#### PROBLEM TO SOLVE:
Return, unchanged, the lines of the material starting at the line that contains "Question. For every instance of the gold award" and ending at the last line of the material, and include both of those lines. Leave the pictures out of your answer.

#### RECORD EXTRACTS:
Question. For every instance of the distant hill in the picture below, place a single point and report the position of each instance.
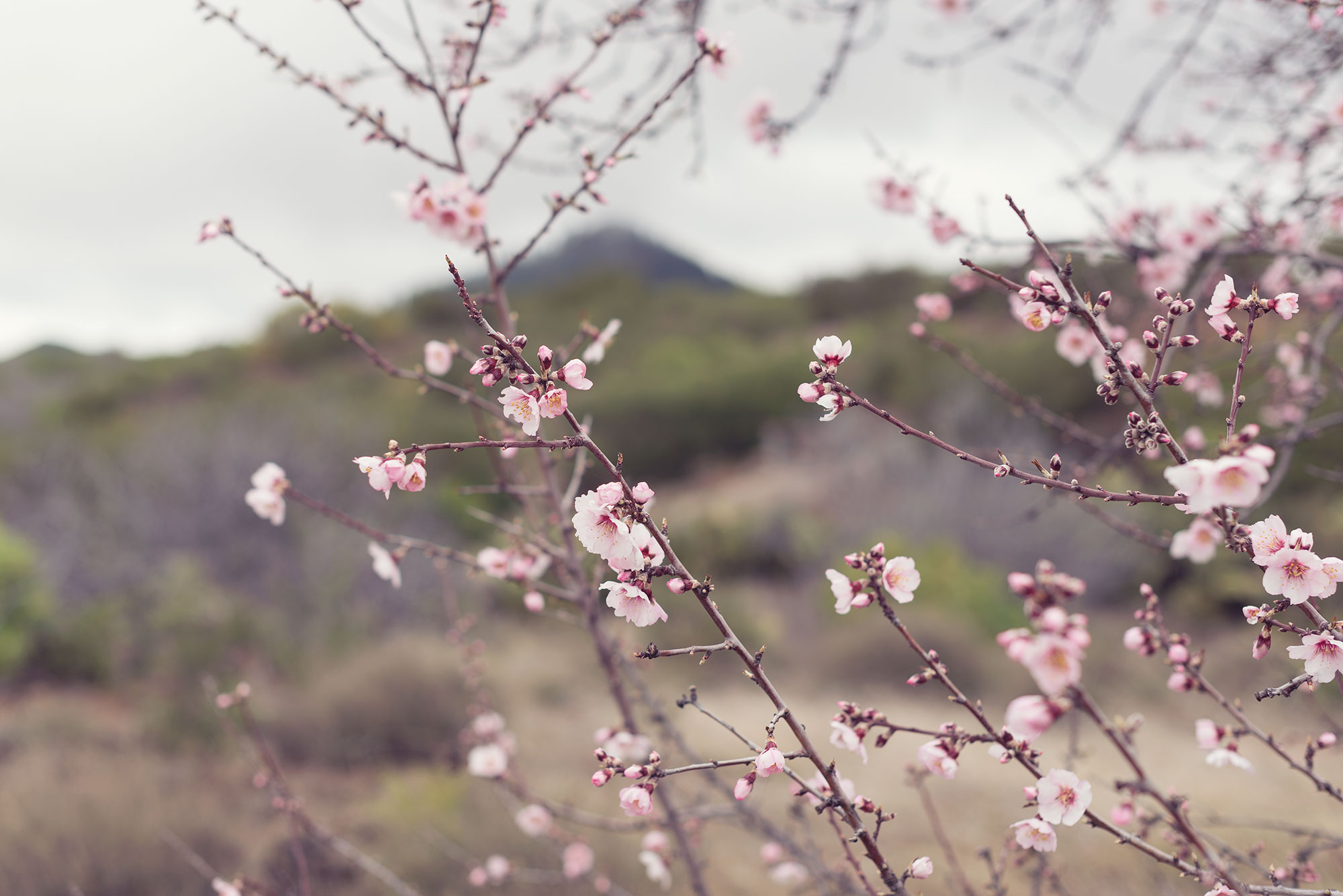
(617, 248)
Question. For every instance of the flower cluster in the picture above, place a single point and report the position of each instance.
(494, 746)
(609, 524)
(831, 353)
(1209, 736)
(452, 209)
(1232, 481)
(267, 497)
(1062, 799)
(1054, 648)
(898, 576)
(393, 470)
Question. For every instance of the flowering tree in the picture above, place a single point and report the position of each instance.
(610, 564)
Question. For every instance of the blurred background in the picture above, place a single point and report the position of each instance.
(147, 377)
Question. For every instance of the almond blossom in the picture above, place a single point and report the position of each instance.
(604, 533)
(831, 352)
(596, 353)
(1324, 656)
(900, 579)
(938, 760)
(522, 407)
(632, 603)
(578, 859)
(1055, 662)
(1197, 544)
(438, 358)
(1029, 717)
(1075, 344)
(847, 738)
(267, 495)
(921, 868)
(637, 801)
(1035, 834)
(1063, 797)
(848, 592)
(487, 761)
(1297, 575)
(385, 565)
(770, 762)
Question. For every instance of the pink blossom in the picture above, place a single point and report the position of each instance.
(438, 358)
(847, 738)
(1035, 315)
(487, 761)
(900, 579)
(1324, 656)
(895, 196)
(494, 562)
(934, 306)
(1224, 326)
(1228, 756)
(554, 404)
(831, 352)
(596, 353)
(498, 868)
(637, 801)
(943, 227)
(1055, 663)
(267, 495)
(633, 604)
(1268, 537)
(1295, 575)
(1224, 298)
(385, 565)
(522, 407)
(575, 375)
(770, 762)
(1075, 344)
(937, 760)
(604, 533)
(1199, 544)
(413, 477)
(848, 592)
(1285, 303)
(379, 478)
(758, 119)
(578, 860)
(1063, 797)
(1036, 835)
(1029, 717)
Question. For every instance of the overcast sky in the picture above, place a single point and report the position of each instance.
(131, 123)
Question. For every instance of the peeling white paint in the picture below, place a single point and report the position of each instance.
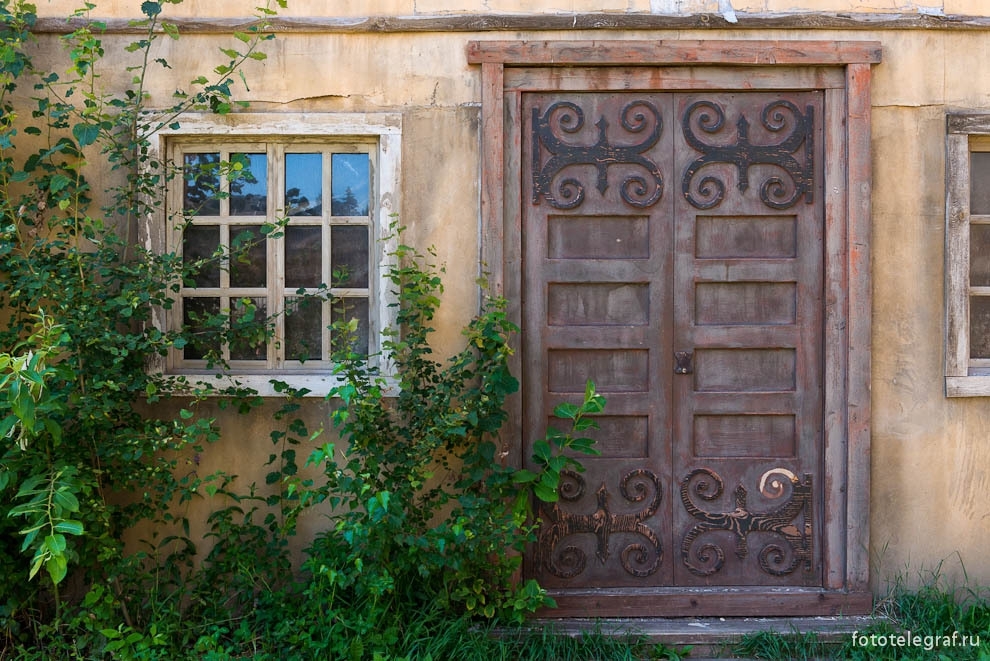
(728, 13)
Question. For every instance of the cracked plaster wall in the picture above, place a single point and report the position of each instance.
(931, 455)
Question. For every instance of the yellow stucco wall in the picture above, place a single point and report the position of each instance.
(931, 455)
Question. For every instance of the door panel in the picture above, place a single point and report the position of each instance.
(596, 251)
(747, 307)
(672, 253)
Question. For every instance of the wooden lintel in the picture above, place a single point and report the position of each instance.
(651, 53)
(518, 22)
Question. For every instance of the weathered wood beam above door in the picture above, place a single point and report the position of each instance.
(650, 53)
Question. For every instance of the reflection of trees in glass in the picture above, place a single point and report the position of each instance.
(248, 191)
(298, 204)
(347, 205)
(202, 184)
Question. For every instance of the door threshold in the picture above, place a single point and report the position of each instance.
(711, 637)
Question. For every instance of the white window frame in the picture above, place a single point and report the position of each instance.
(965, 133)
(385, 131)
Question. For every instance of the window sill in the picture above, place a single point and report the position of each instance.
(967, 386)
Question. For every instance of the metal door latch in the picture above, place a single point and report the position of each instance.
(683, 362)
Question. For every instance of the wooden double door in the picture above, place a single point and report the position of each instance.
(672, 253)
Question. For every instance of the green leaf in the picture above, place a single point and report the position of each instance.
(55, 544)
(58, 183)
(544, 493)
(523, 476)
(67, 500)
(541, 451)
(151, 9)
(70, 528)
(57, 567)
(566, 410)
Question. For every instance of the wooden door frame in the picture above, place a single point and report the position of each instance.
(842, 71)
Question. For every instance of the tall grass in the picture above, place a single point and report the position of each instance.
(929, 619)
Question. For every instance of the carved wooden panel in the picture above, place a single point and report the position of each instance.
(672, 252)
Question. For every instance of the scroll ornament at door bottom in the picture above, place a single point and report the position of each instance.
(640, 559)
(779, 558)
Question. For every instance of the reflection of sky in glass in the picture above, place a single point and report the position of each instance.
(304, 184)
(351, 174)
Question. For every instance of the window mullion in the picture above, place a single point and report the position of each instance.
(276, 256)
(327, 274)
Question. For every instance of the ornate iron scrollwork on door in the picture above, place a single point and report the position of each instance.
(638, 190)
(774, 191)
(773, 557)
(637, 559)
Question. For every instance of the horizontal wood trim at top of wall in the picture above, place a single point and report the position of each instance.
(517, 22)
(714, 52)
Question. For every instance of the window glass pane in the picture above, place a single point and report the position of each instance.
(979, 255)
(201, 184)
(249, 185)
(350, 178)
(249, 334)
(303, 257)
(202, 337)
(979, 327)
(198, 243)
(304, 184)
(346, 309)
(349, 255)
(304, 329)
(248, 256)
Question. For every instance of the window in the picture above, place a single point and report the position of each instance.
(967, 256)
(331, 179)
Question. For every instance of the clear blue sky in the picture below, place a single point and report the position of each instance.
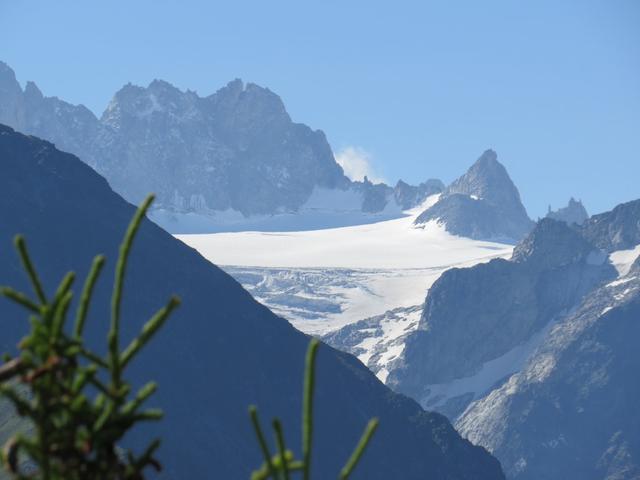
(424, 87)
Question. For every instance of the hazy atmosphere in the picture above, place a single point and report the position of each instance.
(416, 89)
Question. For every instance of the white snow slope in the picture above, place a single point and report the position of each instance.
(321, 280)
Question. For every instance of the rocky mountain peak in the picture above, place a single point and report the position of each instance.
(8, 81)
(618, 229)
(483, 204)
(574, 212)
(32, 92)
(487, 179)
(552, 243)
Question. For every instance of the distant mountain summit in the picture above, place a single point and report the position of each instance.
(483, 204)
(535, 357)
(574, 212)
(220, 352)
(236, 151)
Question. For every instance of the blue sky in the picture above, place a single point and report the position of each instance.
(409, 90)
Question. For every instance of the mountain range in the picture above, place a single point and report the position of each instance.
(212, 161)
(221, 352)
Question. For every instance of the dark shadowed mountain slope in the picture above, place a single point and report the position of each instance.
(221, 351)
(574, 212)
(536, 358)
(476, 315)
(483, 204)
(572, 411)
(618, 229)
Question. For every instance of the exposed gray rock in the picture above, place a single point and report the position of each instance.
(574, 212)
(482, 204)
(475, 315)
(409, 196)
(236, 149)
(220, 352)
(618, 229)
(572, 412)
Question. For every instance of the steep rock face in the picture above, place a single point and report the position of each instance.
(409, 196)
(476, 315)
(573, 213)
(483, 204)
(220, 352)
(572, 411)
(618, 229)
(237, 149)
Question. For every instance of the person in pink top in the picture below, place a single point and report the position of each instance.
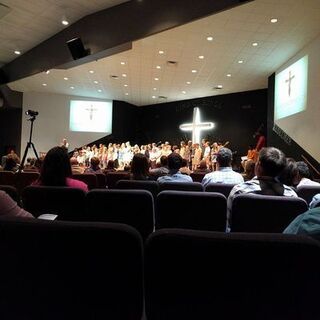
(56, 171)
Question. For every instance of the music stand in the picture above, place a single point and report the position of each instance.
(29, 143)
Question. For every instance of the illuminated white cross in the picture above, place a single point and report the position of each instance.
(91, 110)
(196, 126)
(289, 82)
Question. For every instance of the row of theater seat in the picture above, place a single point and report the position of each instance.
(90, 271)
(170, 209)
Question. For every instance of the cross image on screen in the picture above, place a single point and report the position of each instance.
(90, 116)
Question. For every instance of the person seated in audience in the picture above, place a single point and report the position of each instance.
(224, 172)
(185, 168)
(315, 202)
(202, 167)
(139, 167)
(56, 171)
(307, 223)
(289, 174)
(94, 166)
(10, 208)
(249, 170)
(304, 176)
(174, 175)
(162, 169)
(75, 168)
(271, 162)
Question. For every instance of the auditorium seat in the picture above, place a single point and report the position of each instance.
(308, 192)
(211, 275)
(113, 177)
(7, 178)
(67, 270)
(67, 203)
(197, 176)
(151, 186)
(181, 186)
(89, 179)
(24, 179)
(191, 210)
(260, 213)
(132, 207)
(223, 188)
(11, 191)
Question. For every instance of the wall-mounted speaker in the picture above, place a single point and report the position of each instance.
(77, 49)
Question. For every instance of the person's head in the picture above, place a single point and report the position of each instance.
(174, 161)
(224, 157)
(139, 166)
(270, 163)
(303, 170)
(55, 167)
(164, 161)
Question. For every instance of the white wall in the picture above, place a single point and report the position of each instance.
(304, 127)
(52, 123)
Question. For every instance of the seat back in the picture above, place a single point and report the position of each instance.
(197, 176)
(181, 186)
(223, 188)
(67, 203)
(113, 177)
(12, 192)
(90, 179)
(211, 275)
(308, 192)
(151, 186)
(132, 207)
(260, 213)
(191, 210)
(7, 178)
(65, 270)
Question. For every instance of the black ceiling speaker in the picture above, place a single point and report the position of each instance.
(77, 49)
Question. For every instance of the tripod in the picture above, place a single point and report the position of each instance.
(29, 145)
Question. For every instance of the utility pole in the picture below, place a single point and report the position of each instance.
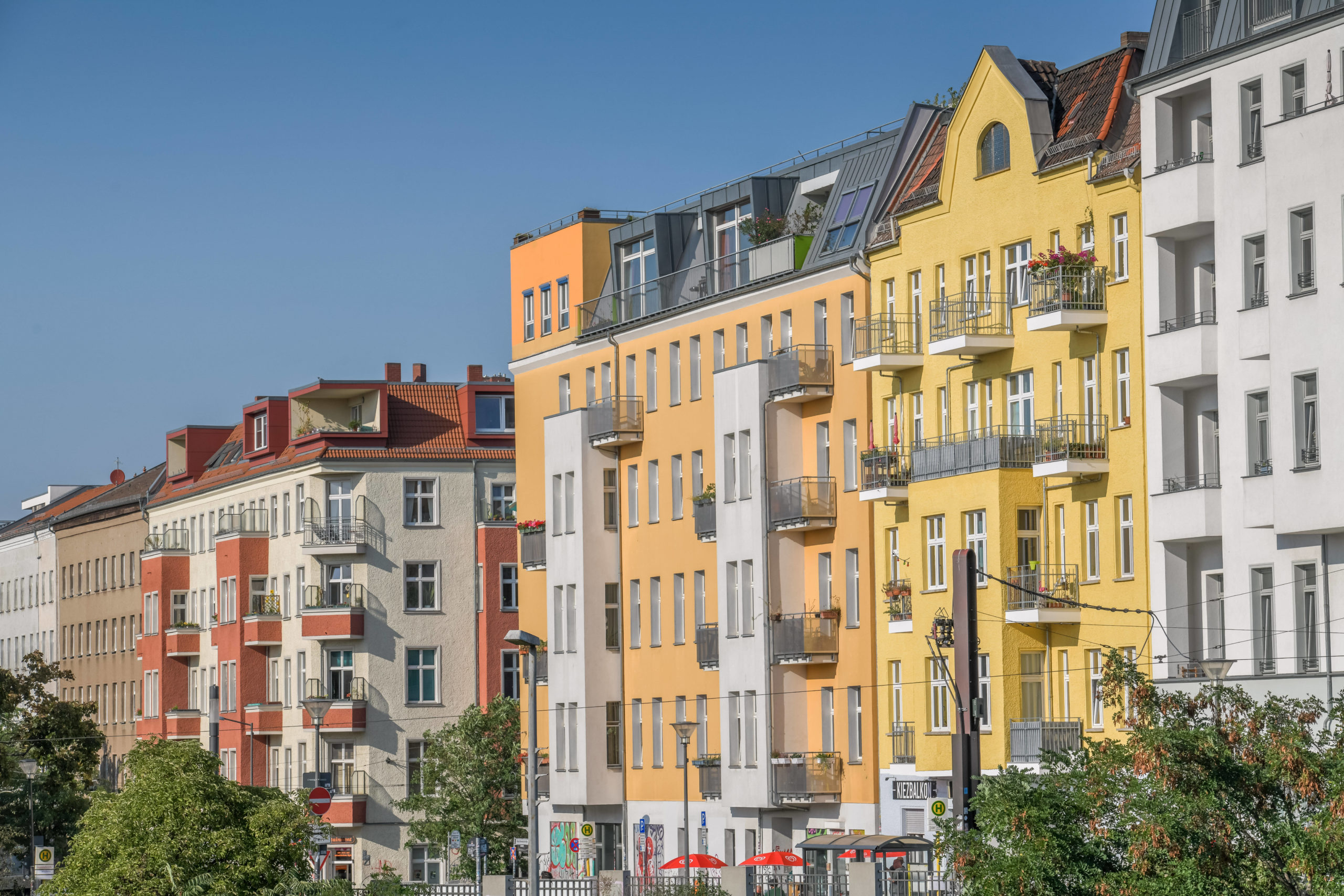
(965, 742)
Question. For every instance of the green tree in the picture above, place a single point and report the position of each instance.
(1210, 793)
(65, 741)
(469, 782)
(176, 820)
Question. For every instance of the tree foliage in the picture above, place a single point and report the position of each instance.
(1211, 793)
(179, 820)
(65, 741)
(469, 782)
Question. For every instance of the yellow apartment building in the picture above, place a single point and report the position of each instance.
(1009, 413)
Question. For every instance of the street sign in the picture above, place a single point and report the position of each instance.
(319, 801)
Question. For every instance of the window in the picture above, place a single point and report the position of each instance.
(847, 218)
(994, 150)
(494, 413)
(420, 503)
(1306, 421)
(420, 586)
(1304, 260)
(934, 563)
(420, 675)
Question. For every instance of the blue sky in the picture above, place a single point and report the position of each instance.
(205, 202)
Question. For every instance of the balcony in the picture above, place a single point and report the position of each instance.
(707, 645)
(246, 524)
(902, 743)
(887, 343)
(805, 503)
(711, 775)
(970, 324)
(533, 549)
(706, 516)
(1072, 445)
(1042, 593)
(990, 448)
(616, 421)
(807, 777)
(1030, 738)
(805, 637)
(334, 535)
(1066, 300)
(802, 373)
(694, 285)
(886, 475)
(335, 613)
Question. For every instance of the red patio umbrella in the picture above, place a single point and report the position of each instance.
(777, 858)
(697, 860)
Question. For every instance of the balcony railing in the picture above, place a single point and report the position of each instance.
(803, 500)
(802, 367)
(711, 775)
(885, 468)
(988, 448)
(1198, 319)
(533, 550)
(886, 335)
(802, 636)
(902, 743)
(1072, 437)
(337, 594)
(692, 285)
(706, 518)
(707, 645)
(1042, 587)
(800, 777)
(616, 417)
(1028, 738)
(169, 541)
(970, 315)
(1069, 291)
(1186, 483)
(255, 522)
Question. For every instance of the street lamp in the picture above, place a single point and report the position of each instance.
(683, 733)
(526, 641)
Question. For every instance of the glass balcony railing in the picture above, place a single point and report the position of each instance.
(697, 284)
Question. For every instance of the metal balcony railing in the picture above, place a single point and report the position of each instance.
(1042, 587)
(902, 742)
(800, 367)
(886, 335)
(707, 645)
(970, 315)
(169, 541)
(706, 518)
(885, 468)
(800, 636)
(334, 531)
(616, 416)
(802, 500)
(337, 594)
(1030, 738)
(1072, 437)
(1066, 289)
(805, 775)
(1187, 483)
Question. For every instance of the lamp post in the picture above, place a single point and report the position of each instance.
(683, 733)
(530, 642)
(30, 769)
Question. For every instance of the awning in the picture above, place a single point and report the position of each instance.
(874, 842)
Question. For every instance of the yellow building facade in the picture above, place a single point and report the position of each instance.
(1009, 410)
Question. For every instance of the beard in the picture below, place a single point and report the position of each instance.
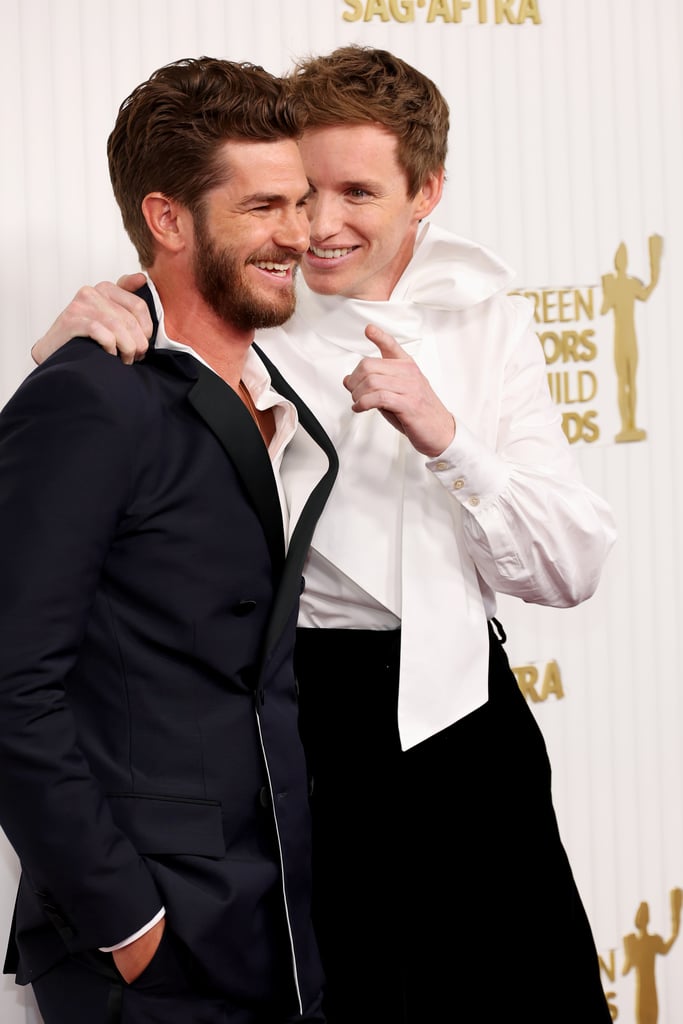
(220, 280)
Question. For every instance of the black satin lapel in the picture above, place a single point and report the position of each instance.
(303, 531)
(220, 408)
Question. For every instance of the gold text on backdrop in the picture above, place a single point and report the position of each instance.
(574, 331)
(445, 11)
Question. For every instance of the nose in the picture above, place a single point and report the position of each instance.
(324, 217)
(294, 232)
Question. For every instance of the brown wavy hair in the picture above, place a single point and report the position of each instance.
(170, 130)
(359, 84)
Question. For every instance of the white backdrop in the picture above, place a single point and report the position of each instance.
(566, 140)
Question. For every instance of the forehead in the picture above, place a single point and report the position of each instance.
(350, 146)
(264, 167)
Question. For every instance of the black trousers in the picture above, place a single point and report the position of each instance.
(442, 892)
(88, 989)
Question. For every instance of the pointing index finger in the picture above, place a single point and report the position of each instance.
(387, 344)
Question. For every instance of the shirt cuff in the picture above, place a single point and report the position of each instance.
(131, 938)
(472, 472)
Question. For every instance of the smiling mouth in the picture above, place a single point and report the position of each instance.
(279, 269)
(332, 253)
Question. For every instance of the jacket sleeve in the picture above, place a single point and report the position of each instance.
(532, 527)
(66, 455)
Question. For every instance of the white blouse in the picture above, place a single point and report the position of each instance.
(427, 543)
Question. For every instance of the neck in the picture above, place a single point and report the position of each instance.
(189, 321)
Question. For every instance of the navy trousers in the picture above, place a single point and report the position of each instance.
(87, 989)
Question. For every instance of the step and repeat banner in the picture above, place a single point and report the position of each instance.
(566, 159)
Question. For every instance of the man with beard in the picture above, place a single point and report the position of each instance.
(154, 783)
(441, 888)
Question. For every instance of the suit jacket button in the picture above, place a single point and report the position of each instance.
(244, 608)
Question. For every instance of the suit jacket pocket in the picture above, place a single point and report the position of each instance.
(170, 825)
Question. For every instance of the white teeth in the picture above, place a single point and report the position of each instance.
(331, 253)
(278, 267)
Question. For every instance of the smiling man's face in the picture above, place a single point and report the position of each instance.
(363, 222)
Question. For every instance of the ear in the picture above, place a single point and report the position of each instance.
(167, 220)
(430, 194)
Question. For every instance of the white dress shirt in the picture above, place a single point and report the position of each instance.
(427, 543)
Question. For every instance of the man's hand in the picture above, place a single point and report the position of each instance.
(394, 384)
(131, 961)
(110, 314)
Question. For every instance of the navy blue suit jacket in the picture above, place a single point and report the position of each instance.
(147, 614)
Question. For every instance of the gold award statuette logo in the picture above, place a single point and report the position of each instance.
(587, 335)
(640, 951)
(620, 294)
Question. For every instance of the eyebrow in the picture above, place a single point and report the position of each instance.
(271, 198)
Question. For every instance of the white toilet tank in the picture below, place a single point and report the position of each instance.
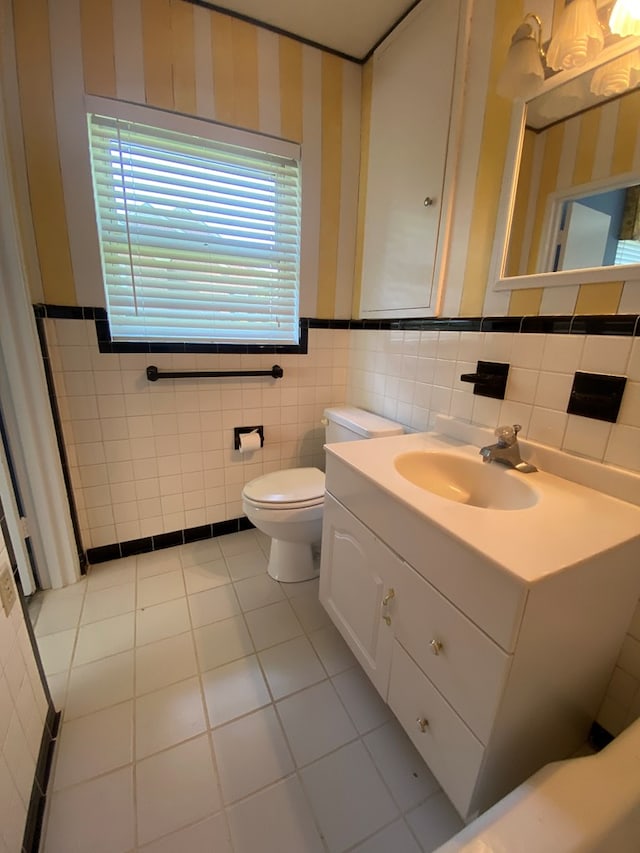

#### TASK RESPONSE:
Question. For every instance of the gold award statuette logo in the picture above, place a single point and report the position of each instance.
(587, 335)
(640, 951)
(620, 294)
Question. For every instance of the eyebrow in the picture above, place a single point and report the position of each instance.
(271, 198)
Question. For every instance of the white toilet tank in the picture below, place a single point and report the position of each instance.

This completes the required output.